Instructions to follow:
Present the following material as a numbered list, omitting any blank lines.

Excerpts of bounding box data:
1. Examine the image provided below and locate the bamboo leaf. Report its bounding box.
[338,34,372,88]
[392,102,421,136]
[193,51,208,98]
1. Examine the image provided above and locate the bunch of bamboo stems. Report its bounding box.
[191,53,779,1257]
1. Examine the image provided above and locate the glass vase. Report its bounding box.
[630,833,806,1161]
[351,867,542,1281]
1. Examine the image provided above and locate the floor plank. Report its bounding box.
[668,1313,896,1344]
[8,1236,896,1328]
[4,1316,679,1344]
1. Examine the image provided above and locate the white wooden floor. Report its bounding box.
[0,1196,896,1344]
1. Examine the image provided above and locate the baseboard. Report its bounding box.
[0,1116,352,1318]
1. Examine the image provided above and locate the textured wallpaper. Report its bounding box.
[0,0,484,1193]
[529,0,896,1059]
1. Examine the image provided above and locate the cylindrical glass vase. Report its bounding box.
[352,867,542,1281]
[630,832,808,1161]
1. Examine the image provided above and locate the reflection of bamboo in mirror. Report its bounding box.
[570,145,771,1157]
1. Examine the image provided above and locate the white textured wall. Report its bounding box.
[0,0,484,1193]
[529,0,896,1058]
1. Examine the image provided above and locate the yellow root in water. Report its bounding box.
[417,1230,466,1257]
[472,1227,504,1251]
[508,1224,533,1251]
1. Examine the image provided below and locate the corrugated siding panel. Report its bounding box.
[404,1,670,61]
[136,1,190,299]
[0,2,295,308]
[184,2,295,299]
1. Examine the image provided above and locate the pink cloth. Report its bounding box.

Solution:
1. 1. Examine the image provided below and locate the bamboo leaf. Report its bounding box.
2. [338,34,372,88]
3. [392,102,421,136]
4. [193,51,208,98]
5. 1. Examine the image provided above and locate the bunch of bamboo stems. Report its bounding box.
6. [191,53,779,1257]
7. 1. Examine the image provided above and locate the glass vase. Report its bounding box.
8. [630,833,806,1161]
9. [351,867,542,1281]
10. 1. Examine the image provided above and locate the floor plank. Report its bounding box.
11. [668,1313,896,1344]
12. [8,1236,896,1328]
13. [4,1316,679,1344]
14. 1. Examine the image provided above and locate the white wooden floor. Report its bounding box.
15. [0,1196,896,1344]
16. 1. Examine the image provided above and locate the baseboard. Report its bounding box.
17. [0,1116,352,1318]
18. 1. Examine the image provided above and locate the textured wallpaper. Report its bounding box.
19. [0,0,484,1193]
20. [529,0,896,1059]
21. 1. Examine the image provided above and locate the cylindrical glass vase. Report its bounding box.
22. [352,867,542,1281]
23. [630,832,808,1161]
24. 1. Examine the image provided above and locate the reflection of bamboo in mirror. Report its bounding box.
25. [570,145,771,1157]
26. 1. Examine the image provided above and locate the white textured wall. Report its bounding box.
27. [0,0,484,1193]
28. [529,0,896,1058]
29. 1. Examine the image provided above and locate the yellow root in water. Report its bounding box.
30. [417,1230,466,1257]
31. [472,1227,504,1251]
32. [508,1224,533,1251]
33. 1. Examine the image provided below and locate the corrugated siding panel. Report its bounding box.
34. [404,1,670,61]
35. [136,1,190,299]
36. [0,2,295,308]
37. [184,2,295,299]
38. 1. Examine the image provided above and locate the pink cloth. Report its bounding box.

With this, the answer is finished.